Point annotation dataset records
+---+

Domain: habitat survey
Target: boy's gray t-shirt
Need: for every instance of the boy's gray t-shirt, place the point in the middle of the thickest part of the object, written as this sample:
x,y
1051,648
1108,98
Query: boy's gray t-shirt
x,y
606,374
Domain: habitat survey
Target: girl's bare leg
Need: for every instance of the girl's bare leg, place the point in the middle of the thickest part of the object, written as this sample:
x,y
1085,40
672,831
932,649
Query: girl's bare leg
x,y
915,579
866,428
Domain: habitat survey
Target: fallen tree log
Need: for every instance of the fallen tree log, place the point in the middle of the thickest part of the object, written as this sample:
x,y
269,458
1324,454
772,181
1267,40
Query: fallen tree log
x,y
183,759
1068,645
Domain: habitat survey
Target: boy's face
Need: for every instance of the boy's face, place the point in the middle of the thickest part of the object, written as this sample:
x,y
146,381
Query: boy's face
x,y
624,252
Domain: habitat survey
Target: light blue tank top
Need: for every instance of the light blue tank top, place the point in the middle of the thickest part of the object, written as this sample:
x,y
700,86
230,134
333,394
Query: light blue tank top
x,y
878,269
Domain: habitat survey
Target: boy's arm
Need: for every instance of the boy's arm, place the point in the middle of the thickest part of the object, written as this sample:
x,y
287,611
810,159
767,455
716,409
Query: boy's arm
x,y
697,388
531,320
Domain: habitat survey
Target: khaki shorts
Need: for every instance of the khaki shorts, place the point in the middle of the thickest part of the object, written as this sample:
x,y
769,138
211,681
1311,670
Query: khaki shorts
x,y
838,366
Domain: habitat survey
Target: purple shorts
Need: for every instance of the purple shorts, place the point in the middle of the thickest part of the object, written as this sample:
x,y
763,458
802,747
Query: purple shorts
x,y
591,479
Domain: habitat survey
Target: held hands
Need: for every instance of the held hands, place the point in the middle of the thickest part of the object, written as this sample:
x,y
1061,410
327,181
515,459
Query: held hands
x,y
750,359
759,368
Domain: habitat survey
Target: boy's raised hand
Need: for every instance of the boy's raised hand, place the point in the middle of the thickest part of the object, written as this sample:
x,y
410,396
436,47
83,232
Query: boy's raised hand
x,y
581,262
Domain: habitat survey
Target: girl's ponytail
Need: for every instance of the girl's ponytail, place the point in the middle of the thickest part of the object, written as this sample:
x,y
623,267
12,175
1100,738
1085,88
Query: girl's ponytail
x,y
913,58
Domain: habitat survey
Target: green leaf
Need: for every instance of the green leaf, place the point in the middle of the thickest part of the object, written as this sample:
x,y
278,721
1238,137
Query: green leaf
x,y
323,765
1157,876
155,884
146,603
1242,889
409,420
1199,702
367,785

+---+

▶ **Short exercise**
Extract the data exactly as given.

▶ **Task response**
Domain: habitat survey
Target: boy's gray t-shirt
Need: for every instance of the boy's gray t-shirt, place the point in the middle of the thickest part of the object, written as this sample:
x,y
1051,648
1108,98
Query: boy's gray t-shirt
x,y
606,374
Domain: habitat survey
Target: girl's bare leg
Need: for every instance of the girl's bare leg, place the point in the middle of the thickest part of the object, written as this sample:
x,y
1085,40
672,831
932,649
Query: girl's bare leg
x,y
915,579
866,428
Domain: habitat survey
Target: fallen tree log
Need: for every instance of the fallen tree log, place the point in the middle of the thickest part of the object, written as this sample:
x,y
269,458
1324,454
772,181
1267,40
Query: fallen tree log
x,y
183,759
1068,645
Domain: habitat survey
Target: boy's face
Need: for every instance of the boy's face, place the point in the middle of the thickest part of the object, written as this sample:
x,y
146,381
Query: boy's face
x,y
624,252
Domain: habitat survey
Target: light blue tank top
Need: for every instance of the light blue tank top, place the point in the middle of the thickest part of the object, written as this sample:
x,y
700,86
230,134
333,394
Query: light blue tank top
x,y
878,269
Domain: habitat survey
Target: boy's arm
Need: for every instance of the boy's arm, place the point in the middle of the thickest part of the object, written as this sample:
x,y
287,611
810,159
767,455
716,409
Query: boy's arm
x,y
697,388
531,320
Domain: habitat survey
Target: khaki shorts
Need: for every instance of the khaki shorts, place the point in the middle of the thickest part of the object, written as this sample:
x,y
769,138
211,681
1311,670
Query: khaki shorts
x,y
838,366
Domain: habitat survey
Target: purple shorts
Need: for every instance of the purple shorts, place the point in the middle of the thickest part of the object, written as this sample:
x,y
763,458
802,747
Query: purple shorts
x,y
591,479
Domain: habitat survey
Target: held hands
Need: for every instance of the held hands, place the point in the middle of the thickest part of the object, written as this sample:
x,y
1061,410
327,181
515,459
Query: held hands
x,y
750,359
759,368
Domain: habitat survey
Target: boy's raised hand
Need: for every instance of the boy's raised hand, place the point in the middle of the thickest part of the object, written as this sample:
x,y
410,396
436,47
83,232
Query: boy's raised hand
x,y
581,262
Domain: habitat survey
Target: girl's ponytail
Need: for every instance of the girl's ponytail, place the point in the middle of the thickest part of the object, written as this sample:
x,y
623,267
12,175
1100,738
1085,88
Query: girl's ponytail
x,y
913,58
Domain: habitat survey
Target: green leaf
Need: for every instance of the green leaf, place the point in the middle of the thickest part of the object, written as this sample:
x,y
278,721
1238,137
Query: green leaf
x,y
323,765
1157,876
155,884
146,603
1242,889
409,420
1199,702
367,785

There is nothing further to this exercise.